PROBLEM:
Give a verbatim copy of the lines below, minus the pictures.

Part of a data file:
========

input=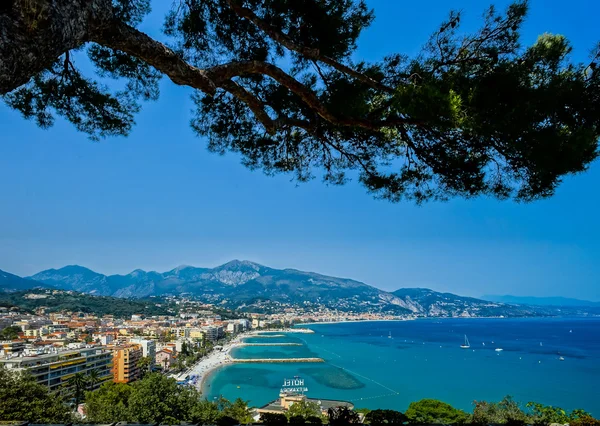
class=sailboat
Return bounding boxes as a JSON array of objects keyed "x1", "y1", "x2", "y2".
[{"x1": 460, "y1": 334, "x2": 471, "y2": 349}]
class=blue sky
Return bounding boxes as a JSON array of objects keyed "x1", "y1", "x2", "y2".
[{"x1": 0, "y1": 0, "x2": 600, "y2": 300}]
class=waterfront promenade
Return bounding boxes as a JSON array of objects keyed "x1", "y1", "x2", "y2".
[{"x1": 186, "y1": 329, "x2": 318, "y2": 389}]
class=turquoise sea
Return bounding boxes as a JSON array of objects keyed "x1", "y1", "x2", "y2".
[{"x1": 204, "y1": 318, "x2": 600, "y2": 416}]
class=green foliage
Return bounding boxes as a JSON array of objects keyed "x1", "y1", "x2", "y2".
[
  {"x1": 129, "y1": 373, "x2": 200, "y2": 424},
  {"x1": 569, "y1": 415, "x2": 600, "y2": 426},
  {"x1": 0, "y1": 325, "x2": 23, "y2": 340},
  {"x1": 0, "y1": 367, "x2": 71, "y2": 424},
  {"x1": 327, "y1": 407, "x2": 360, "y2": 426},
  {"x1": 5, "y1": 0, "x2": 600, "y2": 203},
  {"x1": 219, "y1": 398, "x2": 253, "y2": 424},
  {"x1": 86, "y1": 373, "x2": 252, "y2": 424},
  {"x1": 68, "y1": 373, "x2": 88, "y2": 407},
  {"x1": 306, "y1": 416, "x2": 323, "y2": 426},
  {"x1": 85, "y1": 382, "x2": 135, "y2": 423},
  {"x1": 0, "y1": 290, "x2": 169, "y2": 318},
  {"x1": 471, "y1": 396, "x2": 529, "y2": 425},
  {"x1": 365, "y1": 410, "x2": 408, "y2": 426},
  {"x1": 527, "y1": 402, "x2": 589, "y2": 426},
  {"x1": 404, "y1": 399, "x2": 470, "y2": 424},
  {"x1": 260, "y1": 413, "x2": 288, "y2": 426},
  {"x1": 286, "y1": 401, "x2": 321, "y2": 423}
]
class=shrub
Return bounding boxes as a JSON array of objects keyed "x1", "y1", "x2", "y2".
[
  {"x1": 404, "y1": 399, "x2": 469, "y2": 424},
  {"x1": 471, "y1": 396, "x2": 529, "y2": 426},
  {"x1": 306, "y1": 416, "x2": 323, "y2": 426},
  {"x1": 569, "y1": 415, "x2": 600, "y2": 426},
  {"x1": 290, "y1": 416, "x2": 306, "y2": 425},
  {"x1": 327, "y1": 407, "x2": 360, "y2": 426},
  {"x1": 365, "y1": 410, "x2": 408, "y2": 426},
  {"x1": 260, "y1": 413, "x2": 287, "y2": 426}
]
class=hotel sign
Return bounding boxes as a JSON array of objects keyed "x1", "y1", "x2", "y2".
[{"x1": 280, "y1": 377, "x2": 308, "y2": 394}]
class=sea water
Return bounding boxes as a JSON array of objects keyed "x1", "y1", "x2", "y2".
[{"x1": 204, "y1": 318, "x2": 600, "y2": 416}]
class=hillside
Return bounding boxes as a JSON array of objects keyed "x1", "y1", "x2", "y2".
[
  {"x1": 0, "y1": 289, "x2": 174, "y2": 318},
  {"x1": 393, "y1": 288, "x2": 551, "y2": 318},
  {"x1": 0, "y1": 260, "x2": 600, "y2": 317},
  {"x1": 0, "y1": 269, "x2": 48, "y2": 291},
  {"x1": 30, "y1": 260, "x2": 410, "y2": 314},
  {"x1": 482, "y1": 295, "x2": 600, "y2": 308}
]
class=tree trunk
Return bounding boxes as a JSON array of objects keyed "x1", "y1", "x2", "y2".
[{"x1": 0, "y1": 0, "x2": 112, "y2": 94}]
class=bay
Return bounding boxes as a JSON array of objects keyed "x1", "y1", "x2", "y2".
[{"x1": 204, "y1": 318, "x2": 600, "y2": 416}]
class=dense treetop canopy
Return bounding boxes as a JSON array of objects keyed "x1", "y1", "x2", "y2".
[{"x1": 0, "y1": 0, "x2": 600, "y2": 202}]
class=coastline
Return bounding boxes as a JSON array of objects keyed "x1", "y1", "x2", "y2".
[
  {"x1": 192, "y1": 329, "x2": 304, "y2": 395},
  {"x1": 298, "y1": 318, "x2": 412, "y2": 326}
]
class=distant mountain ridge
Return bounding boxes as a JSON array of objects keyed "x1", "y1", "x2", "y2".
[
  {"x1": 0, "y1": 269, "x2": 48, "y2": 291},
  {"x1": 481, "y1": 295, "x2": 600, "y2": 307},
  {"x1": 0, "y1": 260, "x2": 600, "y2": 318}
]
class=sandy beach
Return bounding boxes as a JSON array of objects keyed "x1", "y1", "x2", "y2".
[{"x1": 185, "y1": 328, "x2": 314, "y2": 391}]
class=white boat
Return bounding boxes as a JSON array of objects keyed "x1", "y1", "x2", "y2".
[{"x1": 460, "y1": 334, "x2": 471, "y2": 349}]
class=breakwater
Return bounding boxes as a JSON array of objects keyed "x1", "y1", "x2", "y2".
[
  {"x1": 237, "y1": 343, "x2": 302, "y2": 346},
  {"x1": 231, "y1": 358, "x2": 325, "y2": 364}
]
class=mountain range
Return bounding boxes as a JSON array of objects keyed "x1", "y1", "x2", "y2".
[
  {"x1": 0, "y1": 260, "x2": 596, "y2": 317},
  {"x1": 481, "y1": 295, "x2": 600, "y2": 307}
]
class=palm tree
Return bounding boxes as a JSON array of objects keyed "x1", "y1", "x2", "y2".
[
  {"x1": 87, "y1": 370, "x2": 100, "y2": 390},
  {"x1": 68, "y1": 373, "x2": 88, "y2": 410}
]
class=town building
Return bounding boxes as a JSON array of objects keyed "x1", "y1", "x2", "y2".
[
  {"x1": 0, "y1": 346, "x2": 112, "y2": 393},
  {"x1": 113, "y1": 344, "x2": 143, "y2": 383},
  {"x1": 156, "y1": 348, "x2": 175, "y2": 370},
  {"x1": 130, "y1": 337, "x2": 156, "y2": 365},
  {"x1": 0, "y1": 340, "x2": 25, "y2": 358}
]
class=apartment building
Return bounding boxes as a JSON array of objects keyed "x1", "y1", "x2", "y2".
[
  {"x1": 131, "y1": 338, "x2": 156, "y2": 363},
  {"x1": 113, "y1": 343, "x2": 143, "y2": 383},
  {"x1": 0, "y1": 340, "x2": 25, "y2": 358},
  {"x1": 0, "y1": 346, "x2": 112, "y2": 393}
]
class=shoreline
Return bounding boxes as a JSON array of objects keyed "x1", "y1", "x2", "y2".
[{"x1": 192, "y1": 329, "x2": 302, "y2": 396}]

========

TASK RESULT:
input=
class=sailboat
Return bounding boxes as a JSON array of objects keyed "x1", "y1", "x2", "y2".
[{"x1": 460, "y1": 334, "x2": 471, "y2": 349}]
class=blue sky
Return bounding boxes as a JSON array of objects keyed "x1", "y1", "x2", "y2".
[{"x1": 0, "y1": 0, "x2": 600, "y2": 300}]
class=waterfront promenade
Return bounding boxes as a JSON array of objects keyed "x1", "y1", "x2", "y2".
[{"x1": 186, "y1": 329, "x2": 318, "y2": 389}]
class=turquoise sea
Return bounding boxes as a JSON array of objects keyed "x1", "y1", "x2", "y2".
[{"x1": 204, "y1": 318, "x2": 600, "y2": 416}]
class=green foliage
Return bounding boxes as a JSON array of objects keyed "x1", "y1", "x2", "y2".
[
  {"x1": 129, "y1": 373, "x2": 200, "y2": 424},
  {"x1": 569, "y1": 415, "x2": 600, "y2": 426},
  {"x1": 0, "y1": 325, "x2": 23, "y2": 340},
  {"x1": 0, "y1": 367, "x2": 71, "y2": 424},
  {"x1": 327, "y1": 407, "x2": 360, "y2": 426},
  {"x1": 5, "y1": 0, "x2": 600, "y2": 203},
  {"x1": 219, "y1": 398, "x2": 253, "y2": 424},
  {"x1": 86, "y1": 373, "x2": 252, "y2": 424},
  {"x1": 68, "y1": 373, "x2": 88, "y2": 407},
  {"x1": 306, "y1": 416, "x2": 323, "y2": 426},
  {"x1": 85, "y1": 382, "x2": 135, "y2": 423},
  {"x1": 0, "y1": 290, "x2": 169, "y2": 318},
  {"x1": 471, "y1": 396, "x2": 529, "y2": 425},
  {"x1": 365, "y1": 410, "x2": 408, "y2": 426},
  {"x1": 527, "y1": 402, "x2": 589, "y2": 426},
  {"x1": 404, "y1": 399, "x2": 470, "y2": 424},
  {"x1": 260, "y1": 413, "x2": 288, "y2": 426},
  {"x1": 286, "y1": 401, "x2": 321, "y2": 423}
]
class=shrub
Return bounding boxes as a JSON array of objects keyed "x1", "y1", "x2", "y2".
[
  {"x1": 404, "y1": 399, "x2": 469, "y2": 424},
  {"x1": 471, "y1": 396, "x2": 529, "y2": 426},
  {"x1": 306, "y1": 416, "x2": 323, "y2": 426},
  {"x1": 569, "y1": 415, "x2": 600, "y2": 426},
  {"x1": 290, "y1": 416, "x2": 306, "y2": 425},
  {"x1": 327, "y1": 407, "x2": 360, "y2": 426},
  {"x1": 365, "y1": 410, "x2": 408, "y2": 426},
  {"x1": 260, "y1": 413, "x2": 287, "y2": 426}
]
class=hotel sign
Return bounding boxes as a JSON array of objects keyed "x1", "y1", "x2", "y2".
[{"x1": 280, "y1": 377, "x2": 308, "y2": 394}]
class=sea water
Return bounding boxes as a JSON array of objects keyed "x1", "y1", "x2", "y2".
[{"x1": 204, "y1": 318, "x2": 600, "y2": 416}]
class=hillside
Return bounding boxes as a JSON array of objects keyed "x1", "y1", "x2", "y2".
[
  {"x1": 0, "y1": 289, "x2": 174, "y2": 318},
  {"x1": 393, "y1": 288, "x2": 551, "y2": 318},
  {"x1": 0, "y1": 260, "x2": 600, "y2": 317},
  {"x1": 0, "y1": 269, "x2": 48, "y2": 291},
  {"x1": 30, "y1": 260, "x2": 410, "y2": 314},
  {"x1": 482, "y1": 295, "x2": 600, "y2": 308}
]
class=tree trunk
Return bounding boxes as a JSON array of objects keyed "x1", "y1", "x2", "y2".
[{"x1": 0, "y1": 0, "x2": 112, "y2": 94}]
class=bay
Return bounding boxes as a JSON array of objects keyed "x1", "y1", "x2", "y2".
[{"x1": 204, "y1": 318, "x2": 600, "y2": 416}]
class=dense treetop canopy
Return bounding boxes as a JSON array of objects keyed "x1", "y1", "x2", "y2".
[{"x1": 0, "y1": 0, "x2": 600, "y2": 202}]
class=coastline
Return bounding boxes as a JSON array of objects keyed "x1", "y1", "x2", "y2".
[
  {"x1": 192, "y1": 329, "x2": 304, "y2": 395},
  {"x1": 298, "y1": 318, "x2": 412, "y2": 326}
]
class=distant mountain ridge
Return bounding boxes as a JSON array of objects keyed "x1", "y1", "x2", "y2".
[
  {"x1": 0, "y1": 269, "x2": 48, "y2": 291},
  {"x1": 481, "y1": 295, "x2": 600, "y2": 307},
  {"x1": 0, "y1": 260, "x2": 600, "y2": 318}
]
class=sandy beach
Return bounding boxes as a JSON array of objects keyed "x1", "y1", "x2", "y2".
[{"x1": 185, "y1": 328, "x2": 314, "y2": 391}]
class=white boat
Return bounding boxes as a JSON array of objects keyed "x1", "y1", "x2", "y2".
[{"x1": 460, "y1": 334, "x2": 471, "y2": 349}]
class=breakwater
Return bounding boxes as a JSON array of objects keyed "x1", "y1", "x2", "y2".
[
  {"x1": 237, "y1": 343, "x2": 302, "y2": 346},
  {"x1": 231, "y1": 358, "x2": 325, "y2": 364}
]
class=mountain range
Return bounding boxes as a JSON array of objects keyed "x1", "y1", "x2", "y2".
[
  {"x1": 0, "y1": 260, "x2": 596, "y2": 317},
  {"x1": 481, "y1": 295, "x2": 600, "y2": 307}
]
class=palm tree
Return bounding boxes as a JSON array of objects keyed "x1", "y1", "x2", "y2".
[
  {"x1": 87, "y1": 370, "x2": 100, "y2": 390},
  {"x1": 68, "y1": 373, "x2": 88, "y2": 410}
]
class=town building
Return bounding boxes as a JSON array of objects keyed "x1", "y1", "x2", "y2".
[
  {"x1": 0, "y1": 346, "x2": 112, "y2": 393},
  {"x1": 113, "y1": 344, "x2": 143, "y2": 383},
  {"x1": 156, "y1": 348, "x2": 175, "y2": 370},
  {"x1": 130, "y1": 337, "x2": 156, "y2": 365},
  {"x1": 0, "y1": 340, "x2": 25, "y2": 358}
]
class=apartment building
Return bounding boxes as a JSON array of objects keyed "x1", "y1", "x2", "y2".
[
  {"x1": 131, "y1": 338, "x2": 156, "y2": 363},
  {"x1": 113, "y1": 343, "x2": 143, "y2": 383},
  {"x1": 0, "y1": 340, "x2": 25, "y2": 358},
  {"x1": 0, "y1": 346, "x2": 112, "y2": 393}
]
class=shoreline
Return bounding boxes as a JSON array of objects keyed "x1", "y1", "x2", "y2".
[{"x1": 192, "y1": 329, "x2": 302, "y2": 396}]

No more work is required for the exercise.